## Requisitos da tarefa
Continua o texto sobre a possível saída de Portugal do euro a partir da última frase apresentada.

## Texto de leitura
Sabe o que significa a expressão “Pexit”? Foi inventada para Portugal há cerca de três anos quando se começou a falar da saída de países do euro. O equivalente ao “Grexit”, para os gregos. A palavra condensava, quando o Governo português pediu ajuda à troika, a pressão para que o país saísse da moeda única. Por cá, havia quem o defendesse, porque achava que seria melhor do que o ajustamento da troika, ou quem achasse que era inevitável e que isso significaria o fim da economia portuguesa. Em 2014, a maldição do fim do euro não se concretizou. O fantasma foi afastado?
Nouriel Roubini, o economista que previu a crise, vaticinava em Junho de 2011, quando Portugal tinha acabado de eleger Pedro Passos Coelho, que a probabilidade de a Grécia ou Portugal saírem da zona euro era de 30%. O “dr. Desgraça” escrevia sobre a Grécia, arrastando Portugal, e defendia que era preferível a Grécia negociar uma saída ordeira, porque, sendo mau, o ajustamento da troika seria pior:
“Que não haja enganos: uma saída ordeira do euro vai ser difícil, mas assistir à lenta implosão desordeira da economia e da sociedade grega vai ser muito pior”.
O cenário, que tinha começado a desenhar-se em 2010 quando os gregos entraram em rutura, alastrou-se e por cá a pressão também aumentou. “Portugal não vai conseguir aguentar as políticas do FMI sem grandes cortes da despesa e sem deixar o euro”, dizia Desmond Lachman, antigo director adjunto do Fundo Monetário Internacional (FMI), numa entrevista ao Expresso.
Mas Portugal não saiu. Até ver. Houve quem falasse numa segunda moeda europeia, mais fraca, ou até que a saída de um Estado-membro estava impedida pelos tratados. Nem o Estado podia sair, nem os outros o podiam expulsar. Tudo formalismos facilmente ultrapassáveis por uma maioria de Estados que acabou por fazer de Portugal a linha vermelha que não podia ser ultrapassada: a queda de Portugal e uma saída da zona euro trariam outros problemas maiores para a sobrevivência económica, financeira e até social da Europa. De seus nomes: Espanha e Itália.
Mesmo assim, há quem acredite que o fantasma não está afastado. Pedro Braz Teixeira acredita que a eventual saída é uma realidade que está mais perto do que longe. Ao Observador, o economista, que acabou de lançar a segunda edição do livro “O fim do euro em Portugal?”, diz que não se trata de defender ou não a saída do país da moeda única, mas de saber que ela vai acontecer no prazo de uma década e que o melhor é “conseguir a melhor posição negocial para quando isso acontecer”.
A SAÍDA DO EURO LEVARIA A UM MILAGRE ECONÓMICO?
Do lado de quem é favorável à saída do euro, o debate nos últimos anos foi desencadeado sobretudo depois do livro de João Ferreira do Amaral “Porque devemos sair do euro” (2013) ter atingido os tops de vendas. A argumentação centra-se na cadeia que levaria ao investimento: um controlo da moeda pelo Banco de Portugal provocaria uma redução de custos, que levaria a um aumento das exportações e, no fim, a uma redução mais rápida do desemprego.

(Dados guardados)
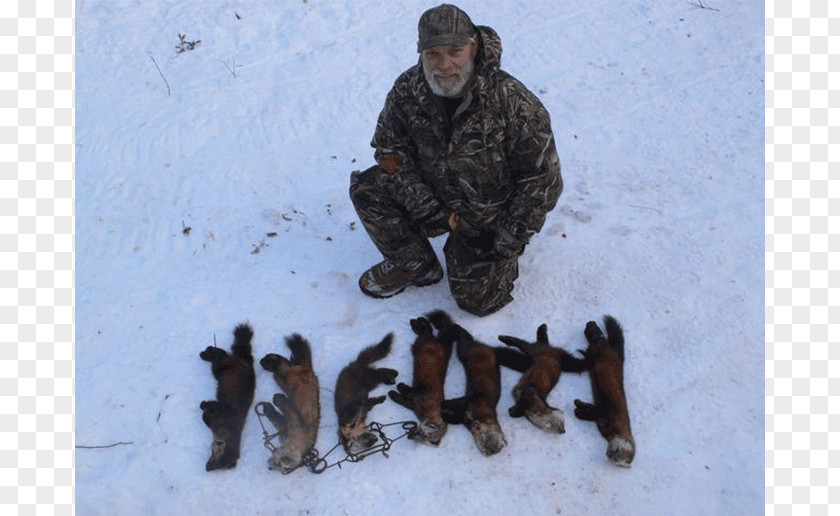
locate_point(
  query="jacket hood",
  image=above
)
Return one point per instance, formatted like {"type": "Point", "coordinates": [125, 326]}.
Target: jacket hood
{"type": "Point", "coordinates": [490, 50]}
{"type": "Point", "coordinates": [490, 54]}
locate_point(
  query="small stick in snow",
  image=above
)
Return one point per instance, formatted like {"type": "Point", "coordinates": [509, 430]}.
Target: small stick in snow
{"type": "Point", "coordinates": [80, 447]}
{"type": "Point", "coordinates": [168, 90]}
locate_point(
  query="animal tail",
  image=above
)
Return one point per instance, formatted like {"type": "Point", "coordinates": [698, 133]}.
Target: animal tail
{"type": "Point", "coordinates": [376, 352]}
{"type": "Point", "coordinates": [448, 332]}
{"type": "Point", "coordinates": [440, 319]}
{"type": "Point", "coordinates": [242, 341]}
{"type": "Point", "coordinates": [615, 335]}
{"type": "Point", "coordinates": [301, 352]}
{"type": "Point", "coordinates": [512, 358]}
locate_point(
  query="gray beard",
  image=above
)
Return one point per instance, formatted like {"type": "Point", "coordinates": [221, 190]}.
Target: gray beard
{"type": "Point", "coordinates": [452, 91]}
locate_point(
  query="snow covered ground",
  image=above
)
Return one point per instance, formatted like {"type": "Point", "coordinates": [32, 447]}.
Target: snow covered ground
{"type": "Point", "coordinates": [248, 139]}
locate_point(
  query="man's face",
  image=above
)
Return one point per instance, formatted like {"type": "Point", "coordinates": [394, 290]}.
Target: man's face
{"type": "Point", "coordinates": [448, 69]}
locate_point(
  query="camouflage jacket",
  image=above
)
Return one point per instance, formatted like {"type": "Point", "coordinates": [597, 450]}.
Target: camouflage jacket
{"type": "Point", "coordinates": [494, 163]}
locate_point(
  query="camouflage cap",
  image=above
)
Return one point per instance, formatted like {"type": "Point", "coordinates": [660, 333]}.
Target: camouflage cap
{"type": "Point", "coordinates": [445, 24]}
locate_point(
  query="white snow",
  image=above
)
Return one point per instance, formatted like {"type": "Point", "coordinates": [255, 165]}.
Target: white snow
{"type": "Point", "coordinates": [658, 110]}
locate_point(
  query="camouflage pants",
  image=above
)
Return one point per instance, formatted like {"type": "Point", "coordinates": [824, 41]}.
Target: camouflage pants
{"type": "Point", "coordinates": [478, 285]}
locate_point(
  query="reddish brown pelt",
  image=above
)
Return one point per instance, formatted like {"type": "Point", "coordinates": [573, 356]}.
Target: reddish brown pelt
{"type": "Point", "coordinates": [609, 407]}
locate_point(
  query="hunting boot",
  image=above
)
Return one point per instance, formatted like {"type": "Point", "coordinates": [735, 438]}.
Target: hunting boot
{"type": "Point", "coordinates": [386, 278]}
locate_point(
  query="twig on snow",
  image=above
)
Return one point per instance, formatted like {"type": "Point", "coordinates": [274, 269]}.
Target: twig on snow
{"type": "Point", "coordinates": [168, 90]}
{"type": "Point", "coordinates": [103, 446]}
{"type": "Point", "coordinates": [232, 66]}
{"type": "Point", "coordinates": [701, 5]}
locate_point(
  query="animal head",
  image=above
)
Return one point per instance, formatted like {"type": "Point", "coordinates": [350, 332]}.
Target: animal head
{"type": "Point", "coordinates": [285, 459]}
{"type": "Point", "coordinates": [550, 420]}
{"type": "Point", "coordinates": [223, 454]}
{"type": "Point", "coordinates": [621, 451]}
{"type": "Point", "coordinates": [355, 437]}
{"type": "Point", "coordinates": [488, 436]}
{"type": "Point", "coordinates": [358, 444]}
{"type": "Point", "coordinates": [429, 432]}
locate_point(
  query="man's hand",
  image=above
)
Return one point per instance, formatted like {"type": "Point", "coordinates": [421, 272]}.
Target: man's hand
{"type": "Point", "coordinates": [443, 222]}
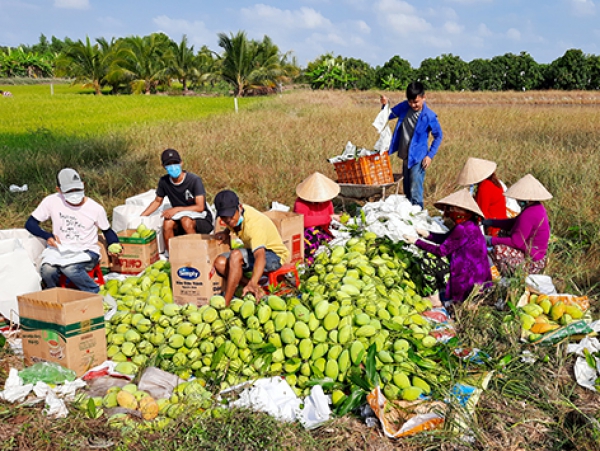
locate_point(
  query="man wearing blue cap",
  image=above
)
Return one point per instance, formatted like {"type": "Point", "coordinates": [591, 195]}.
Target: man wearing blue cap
{"type": "Point", "coordinates": [263, 247]}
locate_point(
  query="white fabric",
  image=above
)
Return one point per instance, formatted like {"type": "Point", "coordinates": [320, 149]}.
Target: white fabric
{"type": "Point", "coordinates": [188, 214]}
{"type": "Point", "coordinates": [64, 255]}
{"type": "Point", "coordinates": [31, 243]}
{"type": "Point", "coordinates": [18, 275]}
{"type": "Point", "coordinates": [381, 125]}
{"type": "Point", "coordinates": [76, 227]}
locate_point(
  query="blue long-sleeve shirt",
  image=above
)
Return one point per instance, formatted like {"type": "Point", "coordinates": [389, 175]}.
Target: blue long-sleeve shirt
{"type": "Point", "coordinates": [419, 146]}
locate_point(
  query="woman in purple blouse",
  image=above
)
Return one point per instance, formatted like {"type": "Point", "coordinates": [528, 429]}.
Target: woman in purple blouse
{"type": "Point", "coordinates": [528, 234]}
{"type": "Point", "coordinates": [464, 245]}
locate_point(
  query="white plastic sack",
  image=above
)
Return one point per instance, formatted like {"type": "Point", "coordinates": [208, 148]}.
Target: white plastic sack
{"type": "Point", "coordinates": [381, 125]}
{"type": "Point", "coordinates": [32, 244]}
{"type": "Point", "coordinates": [18, 275]}
{"type": "Point", "coordinates": [144, 199]}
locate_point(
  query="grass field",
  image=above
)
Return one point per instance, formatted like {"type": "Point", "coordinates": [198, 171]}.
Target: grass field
{"type": "Point", "coordinates": [263, 152]}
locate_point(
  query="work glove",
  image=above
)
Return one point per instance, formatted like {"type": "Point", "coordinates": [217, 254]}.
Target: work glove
{"type": "Point", "coordinates": [422, 232]}
{"type": "Point", "coordinates": [410, 239]}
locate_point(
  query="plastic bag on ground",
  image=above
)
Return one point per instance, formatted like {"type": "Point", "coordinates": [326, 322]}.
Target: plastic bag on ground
{"type": "Point", "coordinates": [404, 418]}
{"type": "Point", "coordinates": [48, 372]}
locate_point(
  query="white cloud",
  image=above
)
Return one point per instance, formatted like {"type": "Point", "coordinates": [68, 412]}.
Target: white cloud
{"type": "Point", "coordinates": [360, 25]}
{"type": "Point", "coordinates": [513, 34]}
{"type": "Point", "coordinates": [109, 21]}
{"type": "Point", "coordinates": [72, 4]}
{"type": "Point", "coordinates": [196, 30]}
{"type": "Point", "coordinates": [582, 7]}
{"type": "Point", "coordinates": [453, 28]}
{"type": "Point", "coordinates": [469, 2]}
{"type": "Point", "coordinates": [303, 18]}
{"type": "Point", "coordinates": [401, 17]}
{"type": "Point", "coordinates": [484, 31]}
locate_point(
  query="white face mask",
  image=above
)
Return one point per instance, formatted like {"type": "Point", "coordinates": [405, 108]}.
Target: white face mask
{"type": "Point", "coordinates": [74, 198]}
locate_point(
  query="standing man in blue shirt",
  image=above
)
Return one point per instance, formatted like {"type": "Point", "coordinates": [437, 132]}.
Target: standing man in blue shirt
{"type": "Point", "coordinates": [410, 139]}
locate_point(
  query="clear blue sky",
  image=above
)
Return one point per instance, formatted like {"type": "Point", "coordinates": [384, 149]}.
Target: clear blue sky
{"type": "Point", "coordinates": [372, 30]}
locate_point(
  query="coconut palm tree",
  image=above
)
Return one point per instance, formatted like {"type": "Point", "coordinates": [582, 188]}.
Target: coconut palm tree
{"type": "Point", "coordinates": [85, 62]}
{"type": "Point", "coordinates": [182, 63]}
{"type": "Point", "coordinates": [141, 61]}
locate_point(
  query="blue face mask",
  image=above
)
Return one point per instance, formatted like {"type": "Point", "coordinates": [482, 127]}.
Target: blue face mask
{"type": "Point", "coordinates": [174, 170]}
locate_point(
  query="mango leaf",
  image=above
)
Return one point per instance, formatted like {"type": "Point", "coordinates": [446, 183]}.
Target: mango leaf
{"type": "Point", "coordinates": [372, 374]}
{"type": "Point", "coordinates": [352, 401]}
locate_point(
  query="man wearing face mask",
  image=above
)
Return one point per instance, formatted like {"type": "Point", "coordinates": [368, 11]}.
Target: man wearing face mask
{"type": "Point", "coordinates": [73, 244]}
{"type": "Point", "coordinates": [263, 247]}
{"type": "Point", "coordinates": [189, 213]}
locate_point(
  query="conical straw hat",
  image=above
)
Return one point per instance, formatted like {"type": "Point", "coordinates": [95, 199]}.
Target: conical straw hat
{"type": "Point", "coordinates": [528, 188]}
{"type": "Point", "coordinates": [317, 188]}
{"type": "Point", "coordinates": [462, 199]}
{"type": "Point", "coordinates": [475, 170]}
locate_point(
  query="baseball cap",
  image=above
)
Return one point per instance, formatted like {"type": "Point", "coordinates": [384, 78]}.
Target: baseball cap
{"type": "Point", "coordinates": [68, 179]}
{"type": "Point", "coordinates": [170, 156]}
{"type": "Point", "coordinates": [226, 203]}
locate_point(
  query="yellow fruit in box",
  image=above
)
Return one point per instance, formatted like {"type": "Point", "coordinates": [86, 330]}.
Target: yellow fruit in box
{"type": "Point", "coordinates": [533, 309]}
{"type": "Point", "coordinates": [542, 328]}
{"type": "Point", "coordinates": [533, 299]}
{"type": "Point", "coordinates": [574, 311]}
{"type": "Point", "coordinates": [566, 319]}
{"type": "Point", "coordinates": [557, 311]}
{"type": "Point", "coordinates": [546, 305]}
{"type": "Point", "coordinates": [126, 400]}
{"type": "Point", "coordinates": [527, 321]}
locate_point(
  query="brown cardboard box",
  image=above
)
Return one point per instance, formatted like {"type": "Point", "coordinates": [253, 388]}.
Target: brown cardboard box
{"type": "Point", "coordinates": [63, 326]}
{"type": "Point", "coordinates": [193, 276]}
{"type": "Point", "coordinates": [138, 253]}
{"type": "Point", "coordinates": [291, 228]}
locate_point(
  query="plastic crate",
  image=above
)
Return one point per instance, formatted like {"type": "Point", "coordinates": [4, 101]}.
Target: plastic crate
{"type": "Point", "coordinates": [369, 170]}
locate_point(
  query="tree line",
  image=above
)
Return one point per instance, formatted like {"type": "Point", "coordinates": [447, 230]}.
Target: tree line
{"type": "Point", "coordinates": [245, 66]}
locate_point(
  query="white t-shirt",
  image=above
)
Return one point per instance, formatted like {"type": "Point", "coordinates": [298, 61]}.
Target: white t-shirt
{"type": "Point", "coordinates": [76, 227]}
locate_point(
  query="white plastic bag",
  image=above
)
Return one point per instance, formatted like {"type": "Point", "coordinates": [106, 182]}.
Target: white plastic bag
{"type": "Point", "coordinates": [18, 275]}
{"type": "Point", "coordinates": [31, 243]}
{"type": "Point", "coordinates": [381, 125]}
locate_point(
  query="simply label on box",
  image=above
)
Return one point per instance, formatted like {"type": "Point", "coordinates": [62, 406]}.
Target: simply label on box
{"type": "Point", "coordinates": [138, 253]}
{"type": "Point", "coordinates": [193, 276]}
{"type": "Point", "coordinates": [291, 228]}
{"type": "Point", "coordinates": [63, 326]}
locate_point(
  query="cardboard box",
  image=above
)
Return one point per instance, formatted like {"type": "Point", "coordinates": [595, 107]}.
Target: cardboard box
{"type": "Point", "coordinates": [193, 276]}
{"type": "Point", "coordinates": [291, 228]}
{"type": "Point", "coordinates": [138, 253]}
{"type": "Point", "coordinates": [63, 326]}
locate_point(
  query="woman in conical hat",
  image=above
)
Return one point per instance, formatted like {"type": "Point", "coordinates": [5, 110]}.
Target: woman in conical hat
{"type": "Point", "coordinates": [528, 234]}
{"type": "Point", "coordinates": [464, 246]}
{"type": "Point", "coordinates": [489, 192]}
{"type": "Point", "coordinates": [314, 202]}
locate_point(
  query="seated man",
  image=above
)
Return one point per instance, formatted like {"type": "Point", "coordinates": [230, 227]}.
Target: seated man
{"type": "Point", "coordinates": [189, 213]}
{"type": "Point", "coordinates": [73, 244]}
{"type": "Point", "coordinates": [263, 247]}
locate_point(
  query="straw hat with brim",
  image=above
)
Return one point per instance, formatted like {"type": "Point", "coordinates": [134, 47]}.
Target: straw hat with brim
{"type": "Point", "coordinates": [317, 188]}
{"type": "Point", "coordinates": [528, 188]}
{"type": "Point", "coordinates": [475, 170]}
{"type": "Point", "coordinates": [461, 199]}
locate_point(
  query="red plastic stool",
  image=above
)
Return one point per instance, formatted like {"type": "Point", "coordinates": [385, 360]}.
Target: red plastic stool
{"type": "Point", "coordinates": [276, 277]}
{"type": "Point", "coordinates": [95, 274]}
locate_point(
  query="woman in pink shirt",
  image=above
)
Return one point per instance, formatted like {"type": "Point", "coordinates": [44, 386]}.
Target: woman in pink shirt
{"type": "Point", "coordinates": [526, 245]}
{"type": "Point", "coordinates": [314, 202]}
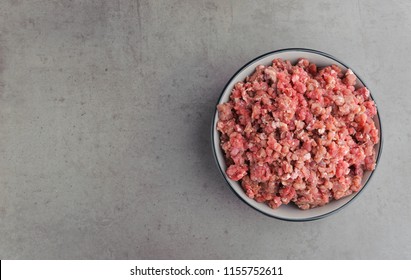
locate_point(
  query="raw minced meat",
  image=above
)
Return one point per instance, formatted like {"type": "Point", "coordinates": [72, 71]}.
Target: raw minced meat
{"type": "Point", "coordinates": [297, 133]}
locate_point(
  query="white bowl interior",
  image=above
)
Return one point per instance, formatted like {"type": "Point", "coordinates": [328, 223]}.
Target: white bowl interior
{"type": "Point", "coordinates": [287, 212]}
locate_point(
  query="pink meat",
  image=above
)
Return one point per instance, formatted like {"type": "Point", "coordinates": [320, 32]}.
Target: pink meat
{"type": "Point", "coordinates": [298, 134]}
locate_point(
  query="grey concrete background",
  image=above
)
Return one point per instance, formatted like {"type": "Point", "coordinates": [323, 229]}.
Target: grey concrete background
{"type": "Point", "coordinates": [105, 112]}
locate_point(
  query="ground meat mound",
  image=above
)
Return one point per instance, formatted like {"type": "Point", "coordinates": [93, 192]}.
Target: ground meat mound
{"type": "Point", "coordinates": [297, 133]}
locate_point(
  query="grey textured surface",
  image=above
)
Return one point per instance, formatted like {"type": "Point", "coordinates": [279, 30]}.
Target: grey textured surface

## Resposta
O debate político à esquerda fez-se pelas bandeiras do PCP, que chegou a lançar a ideia de um referendo à moeda única, mas nunca o propôs formalmente. Os comunistas foram contra a entrada na moeda única, mas durante anos não defenderam a saída. Com o resgate, dramatizaram o discurso. Mas a intenção comunista parece não colher apoio na sociedade. Mais de 60% dos portugueses continua a gostar de usar euros.
O debate foi arrefecendo. Mesmo durante as últimas eleições europeias, em que os eurocéticos fizeram caminho na Europa. Por cá, foi narrativa fácil – num país onde a moeda única escasseia, mas o valor pesa em bolsos demasiados fragilizados pela crise – mas não passou das palavras para os resultados eleitorais: a maioria continua a votar nos partidos pró-euro.
Para quem está do outro lado da barricada, o milagre da desvalorização através da saída do euro é pura utopia. Os argumentos de quem defende o euro passam pela dramatização das condições de vida que resultariam do abandono: a desvalorização abrupta dos salários (Passos Coelho chegou a falar em 30%) levaria a uma quebra do poder de compra das famílias e, em algumas perspetivas, só o falar nessa possibilidade poderia assustar investimentos estrangeiros.
Além da classificação económica, há ainda a classificação política. O país passaria a ser o “Vietname” da Europa (Daniel Bessa) ou seria provocada uma “albanização” de Portugal (Rui da Conceição Nunes).
O que livrou Portugal da saída do euro?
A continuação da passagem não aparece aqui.